- [Work task] Copy out the stretch of the personal essay below from "Selfishness is involved" through "blissful existence always.", word for word.

Picture of a drone taken ca. 8pm local time, located west of my location, hovering very low above the tree lines, that made tracks as soon as it became apparent I was click clicking away at the camera.
A lot of things are happening in my life right now forcing me to reassess my stance towards this system, my survivability and hard wired need to save my genes myself, knowingly, and in between these re-assessments I make discoveries again and again, sometimes of things I knew but temporarily forgot, things that are really not necessary to do, or things so unbelievable I find myself prompted to ask once again: "how did it come to this?"
The other question I find myself asking time and time again is really asked regarding the reactions I made to the uninvited invasions or intrusions into my private life. "How did I place myself in the position of one defending the weak? Of one helping them see a way out of their imprisoned status, if it can be called this?"
Selfishness is involved in the choices I made and continue to make. I am not starting off from a selfless position of one who believes making things better for others is automatically good, that it always works out positively, by this meaning cutting the brush and decorating one's surroundings leads to blissful existence always.
True, such care of one's habitat does wash off positively on one but thinking the mere effort or success of the initial venture is going to do this in and by or of itself, that I only need to wait for all else to follow is ideological bankruptcy. I do not believe all else always follows some kind of success made in some venture. One has to constantly work to ensure that they are on course to attaining what it is they want to attain, which means guiding something along, or if it concerns victory that one has set one up properly to be able to retain or keep it.

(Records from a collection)
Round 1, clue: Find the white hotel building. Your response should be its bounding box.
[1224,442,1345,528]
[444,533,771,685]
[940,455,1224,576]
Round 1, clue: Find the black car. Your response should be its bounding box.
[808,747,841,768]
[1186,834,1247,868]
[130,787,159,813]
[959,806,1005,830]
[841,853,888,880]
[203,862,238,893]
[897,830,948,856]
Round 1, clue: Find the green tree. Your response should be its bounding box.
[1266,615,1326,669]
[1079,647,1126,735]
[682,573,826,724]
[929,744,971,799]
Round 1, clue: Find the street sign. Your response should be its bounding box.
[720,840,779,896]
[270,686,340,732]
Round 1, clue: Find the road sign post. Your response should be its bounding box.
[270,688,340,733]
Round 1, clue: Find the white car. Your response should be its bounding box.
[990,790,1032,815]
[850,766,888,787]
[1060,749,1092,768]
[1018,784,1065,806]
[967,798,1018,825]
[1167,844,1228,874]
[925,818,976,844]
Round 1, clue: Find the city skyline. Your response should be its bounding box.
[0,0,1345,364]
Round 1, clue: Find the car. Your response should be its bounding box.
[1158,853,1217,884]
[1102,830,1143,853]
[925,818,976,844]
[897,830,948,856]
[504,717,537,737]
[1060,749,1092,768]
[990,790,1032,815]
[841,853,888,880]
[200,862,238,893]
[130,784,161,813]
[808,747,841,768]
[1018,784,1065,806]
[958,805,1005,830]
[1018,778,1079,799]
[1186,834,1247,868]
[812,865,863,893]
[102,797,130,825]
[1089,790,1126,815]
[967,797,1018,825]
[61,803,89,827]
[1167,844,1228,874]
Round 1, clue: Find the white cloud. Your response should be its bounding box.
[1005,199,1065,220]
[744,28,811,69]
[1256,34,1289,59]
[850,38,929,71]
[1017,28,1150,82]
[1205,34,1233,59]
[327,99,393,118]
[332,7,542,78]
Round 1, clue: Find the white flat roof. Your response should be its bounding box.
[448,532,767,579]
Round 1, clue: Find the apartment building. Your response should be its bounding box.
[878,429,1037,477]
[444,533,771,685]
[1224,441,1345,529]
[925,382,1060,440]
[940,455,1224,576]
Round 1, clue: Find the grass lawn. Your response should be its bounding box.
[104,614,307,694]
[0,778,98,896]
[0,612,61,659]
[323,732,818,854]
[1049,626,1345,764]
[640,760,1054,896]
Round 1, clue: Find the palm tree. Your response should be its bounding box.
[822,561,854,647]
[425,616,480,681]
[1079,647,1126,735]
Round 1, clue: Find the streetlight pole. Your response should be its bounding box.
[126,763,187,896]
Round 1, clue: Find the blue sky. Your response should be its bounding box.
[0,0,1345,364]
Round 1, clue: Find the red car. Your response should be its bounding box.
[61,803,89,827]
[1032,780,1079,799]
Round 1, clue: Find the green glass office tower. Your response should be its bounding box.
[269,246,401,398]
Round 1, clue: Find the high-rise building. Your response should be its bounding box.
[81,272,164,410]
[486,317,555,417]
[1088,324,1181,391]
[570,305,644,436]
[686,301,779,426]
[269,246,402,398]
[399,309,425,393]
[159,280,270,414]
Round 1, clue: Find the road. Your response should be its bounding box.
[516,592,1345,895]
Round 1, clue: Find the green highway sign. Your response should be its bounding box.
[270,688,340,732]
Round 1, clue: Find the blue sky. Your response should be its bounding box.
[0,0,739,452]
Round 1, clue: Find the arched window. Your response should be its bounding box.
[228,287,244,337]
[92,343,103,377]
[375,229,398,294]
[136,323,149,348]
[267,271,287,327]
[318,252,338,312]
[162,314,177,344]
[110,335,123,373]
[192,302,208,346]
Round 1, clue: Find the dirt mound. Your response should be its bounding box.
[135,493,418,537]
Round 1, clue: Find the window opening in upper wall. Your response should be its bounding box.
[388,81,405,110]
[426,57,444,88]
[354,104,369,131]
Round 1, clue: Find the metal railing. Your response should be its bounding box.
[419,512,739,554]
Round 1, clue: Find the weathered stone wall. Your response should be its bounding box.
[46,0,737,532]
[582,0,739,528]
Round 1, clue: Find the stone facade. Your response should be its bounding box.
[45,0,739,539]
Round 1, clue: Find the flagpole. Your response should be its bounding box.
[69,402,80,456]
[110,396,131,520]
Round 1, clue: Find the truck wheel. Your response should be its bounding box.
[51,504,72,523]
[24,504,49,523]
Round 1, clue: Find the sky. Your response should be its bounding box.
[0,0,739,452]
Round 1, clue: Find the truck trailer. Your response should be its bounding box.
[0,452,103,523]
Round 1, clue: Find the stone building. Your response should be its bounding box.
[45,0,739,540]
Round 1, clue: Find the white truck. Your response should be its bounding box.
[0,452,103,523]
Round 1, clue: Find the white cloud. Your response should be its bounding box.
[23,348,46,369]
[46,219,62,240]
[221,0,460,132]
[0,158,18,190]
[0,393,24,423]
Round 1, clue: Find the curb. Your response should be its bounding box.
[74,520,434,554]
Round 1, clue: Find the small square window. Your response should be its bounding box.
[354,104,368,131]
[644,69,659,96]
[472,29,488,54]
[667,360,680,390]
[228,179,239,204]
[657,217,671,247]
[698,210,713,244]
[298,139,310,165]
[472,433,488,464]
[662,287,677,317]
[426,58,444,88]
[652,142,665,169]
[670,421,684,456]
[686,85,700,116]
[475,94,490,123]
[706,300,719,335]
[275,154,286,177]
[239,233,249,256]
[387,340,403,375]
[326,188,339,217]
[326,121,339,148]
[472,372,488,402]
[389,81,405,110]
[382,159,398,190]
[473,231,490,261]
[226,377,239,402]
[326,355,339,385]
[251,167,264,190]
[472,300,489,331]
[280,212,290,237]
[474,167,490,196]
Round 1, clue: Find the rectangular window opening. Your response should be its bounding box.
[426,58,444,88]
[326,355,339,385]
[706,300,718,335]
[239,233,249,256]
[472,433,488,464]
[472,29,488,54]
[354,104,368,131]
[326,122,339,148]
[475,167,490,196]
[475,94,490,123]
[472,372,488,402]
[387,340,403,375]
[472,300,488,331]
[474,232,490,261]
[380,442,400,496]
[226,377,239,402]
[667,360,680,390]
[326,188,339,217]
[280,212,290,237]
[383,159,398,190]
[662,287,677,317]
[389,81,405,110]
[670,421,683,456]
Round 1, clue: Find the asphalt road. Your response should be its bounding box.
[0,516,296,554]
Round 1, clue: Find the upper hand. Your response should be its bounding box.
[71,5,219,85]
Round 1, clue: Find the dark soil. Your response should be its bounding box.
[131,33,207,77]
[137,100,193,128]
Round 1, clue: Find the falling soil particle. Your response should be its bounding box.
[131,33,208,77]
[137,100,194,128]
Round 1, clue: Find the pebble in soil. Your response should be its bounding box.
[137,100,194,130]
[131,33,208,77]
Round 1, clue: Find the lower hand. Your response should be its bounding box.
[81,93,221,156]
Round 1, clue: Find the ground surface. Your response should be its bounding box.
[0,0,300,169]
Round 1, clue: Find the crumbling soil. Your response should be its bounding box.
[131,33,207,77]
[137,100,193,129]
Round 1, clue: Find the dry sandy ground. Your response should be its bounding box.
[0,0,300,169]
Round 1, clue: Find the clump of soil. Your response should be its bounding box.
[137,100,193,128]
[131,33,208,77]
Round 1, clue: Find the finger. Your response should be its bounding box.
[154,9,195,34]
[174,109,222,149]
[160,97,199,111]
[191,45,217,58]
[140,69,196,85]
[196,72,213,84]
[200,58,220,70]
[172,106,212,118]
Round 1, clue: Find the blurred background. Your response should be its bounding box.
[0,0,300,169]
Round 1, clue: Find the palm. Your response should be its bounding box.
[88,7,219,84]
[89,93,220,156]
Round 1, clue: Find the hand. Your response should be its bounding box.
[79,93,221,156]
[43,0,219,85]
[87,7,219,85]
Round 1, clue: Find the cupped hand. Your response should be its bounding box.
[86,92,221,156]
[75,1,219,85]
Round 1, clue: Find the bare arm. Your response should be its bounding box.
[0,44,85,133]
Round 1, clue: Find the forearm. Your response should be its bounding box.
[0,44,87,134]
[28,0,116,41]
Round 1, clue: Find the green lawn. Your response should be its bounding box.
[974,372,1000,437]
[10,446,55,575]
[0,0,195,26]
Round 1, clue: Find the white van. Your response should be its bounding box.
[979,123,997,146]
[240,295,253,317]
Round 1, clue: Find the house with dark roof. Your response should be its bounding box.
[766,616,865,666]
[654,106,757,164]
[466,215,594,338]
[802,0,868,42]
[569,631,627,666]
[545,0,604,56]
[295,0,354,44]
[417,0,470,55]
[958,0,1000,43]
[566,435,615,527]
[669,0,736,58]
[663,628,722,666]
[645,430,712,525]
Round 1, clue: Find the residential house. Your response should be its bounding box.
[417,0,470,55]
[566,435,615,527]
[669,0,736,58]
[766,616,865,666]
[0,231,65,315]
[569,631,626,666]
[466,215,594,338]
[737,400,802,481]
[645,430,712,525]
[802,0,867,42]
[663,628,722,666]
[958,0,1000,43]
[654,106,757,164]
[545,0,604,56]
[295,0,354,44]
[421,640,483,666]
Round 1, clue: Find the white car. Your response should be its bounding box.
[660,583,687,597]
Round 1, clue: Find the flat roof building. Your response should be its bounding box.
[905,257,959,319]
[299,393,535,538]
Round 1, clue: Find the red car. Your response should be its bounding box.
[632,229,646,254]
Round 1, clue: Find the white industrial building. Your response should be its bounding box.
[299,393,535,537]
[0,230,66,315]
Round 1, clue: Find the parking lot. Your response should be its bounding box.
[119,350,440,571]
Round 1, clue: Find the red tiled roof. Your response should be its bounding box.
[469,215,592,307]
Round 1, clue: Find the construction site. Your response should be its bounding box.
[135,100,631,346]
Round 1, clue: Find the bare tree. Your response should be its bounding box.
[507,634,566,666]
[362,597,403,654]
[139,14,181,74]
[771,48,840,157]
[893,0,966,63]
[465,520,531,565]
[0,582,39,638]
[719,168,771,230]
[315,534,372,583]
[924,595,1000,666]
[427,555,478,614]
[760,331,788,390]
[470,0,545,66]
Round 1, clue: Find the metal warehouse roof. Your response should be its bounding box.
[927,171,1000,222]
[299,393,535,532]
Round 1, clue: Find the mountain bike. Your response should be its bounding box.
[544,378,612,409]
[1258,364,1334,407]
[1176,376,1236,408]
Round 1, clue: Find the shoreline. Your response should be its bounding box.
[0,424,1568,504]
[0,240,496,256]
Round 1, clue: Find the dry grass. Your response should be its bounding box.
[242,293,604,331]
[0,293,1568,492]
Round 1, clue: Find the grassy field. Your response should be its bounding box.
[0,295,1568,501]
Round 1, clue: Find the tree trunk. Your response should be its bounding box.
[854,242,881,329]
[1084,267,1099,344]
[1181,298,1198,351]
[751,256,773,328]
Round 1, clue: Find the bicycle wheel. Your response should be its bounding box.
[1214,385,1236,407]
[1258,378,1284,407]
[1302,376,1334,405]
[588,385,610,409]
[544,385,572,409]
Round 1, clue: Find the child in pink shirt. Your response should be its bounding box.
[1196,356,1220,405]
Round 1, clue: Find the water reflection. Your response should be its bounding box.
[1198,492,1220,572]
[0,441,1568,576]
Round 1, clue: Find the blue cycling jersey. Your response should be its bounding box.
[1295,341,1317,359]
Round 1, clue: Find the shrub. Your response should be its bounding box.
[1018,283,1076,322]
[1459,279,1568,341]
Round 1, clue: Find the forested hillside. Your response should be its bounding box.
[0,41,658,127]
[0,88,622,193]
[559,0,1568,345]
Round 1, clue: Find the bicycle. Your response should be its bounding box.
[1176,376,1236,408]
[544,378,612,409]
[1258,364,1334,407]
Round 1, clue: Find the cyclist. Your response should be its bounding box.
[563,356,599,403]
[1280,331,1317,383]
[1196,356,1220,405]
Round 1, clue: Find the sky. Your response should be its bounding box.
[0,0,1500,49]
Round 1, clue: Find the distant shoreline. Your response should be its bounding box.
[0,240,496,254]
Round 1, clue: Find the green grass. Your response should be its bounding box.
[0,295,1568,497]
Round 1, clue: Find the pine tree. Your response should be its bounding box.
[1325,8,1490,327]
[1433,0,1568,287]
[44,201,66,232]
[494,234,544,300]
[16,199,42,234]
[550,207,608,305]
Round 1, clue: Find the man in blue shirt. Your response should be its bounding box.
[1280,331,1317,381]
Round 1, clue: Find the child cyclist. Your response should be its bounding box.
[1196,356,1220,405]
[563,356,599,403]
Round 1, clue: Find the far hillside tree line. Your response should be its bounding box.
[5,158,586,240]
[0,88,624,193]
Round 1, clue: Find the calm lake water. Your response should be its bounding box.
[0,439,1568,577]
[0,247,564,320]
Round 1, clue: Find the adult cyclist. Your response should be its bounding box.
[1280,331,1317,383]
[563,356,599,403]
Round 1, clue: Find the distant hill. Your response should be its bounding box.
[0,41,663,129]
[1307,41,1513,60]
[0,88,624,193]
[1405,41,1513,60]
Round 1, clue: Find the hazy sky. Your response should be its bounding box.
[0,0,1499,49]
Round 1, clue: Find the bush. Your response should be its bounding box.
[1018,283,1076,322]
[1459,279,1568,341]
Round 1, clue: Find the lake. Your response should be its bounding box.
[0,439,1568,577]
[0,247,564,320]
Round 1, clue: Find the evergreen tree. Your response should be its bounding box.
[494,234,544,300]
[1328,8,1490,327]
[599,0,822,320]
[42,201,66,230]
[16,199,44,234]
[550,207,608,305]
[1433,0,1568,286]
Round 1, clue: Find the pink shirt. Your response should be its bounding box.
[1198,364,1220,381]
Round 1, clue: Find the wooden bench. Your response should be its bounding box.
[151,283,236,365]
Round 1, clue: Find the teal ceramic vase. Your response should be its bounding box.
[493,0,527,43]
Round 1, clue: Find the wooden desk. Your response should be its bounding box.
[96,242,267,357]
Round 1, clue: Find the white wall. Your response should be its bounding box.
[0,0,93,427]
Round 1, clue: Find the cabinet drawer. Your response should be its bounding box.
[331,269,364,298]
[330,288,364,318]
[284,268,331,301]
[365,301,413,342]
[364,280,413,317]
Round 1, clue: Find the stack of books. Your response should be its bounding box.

- [Written response]
Selfishness is involved in the choices I made and continue to make. I am not starting off from a selfless position of one who believes making things better for others is automatically good, that it always works out positively, by this meaning cutting the brush and decorating one's surroundings leads to blissful existence always.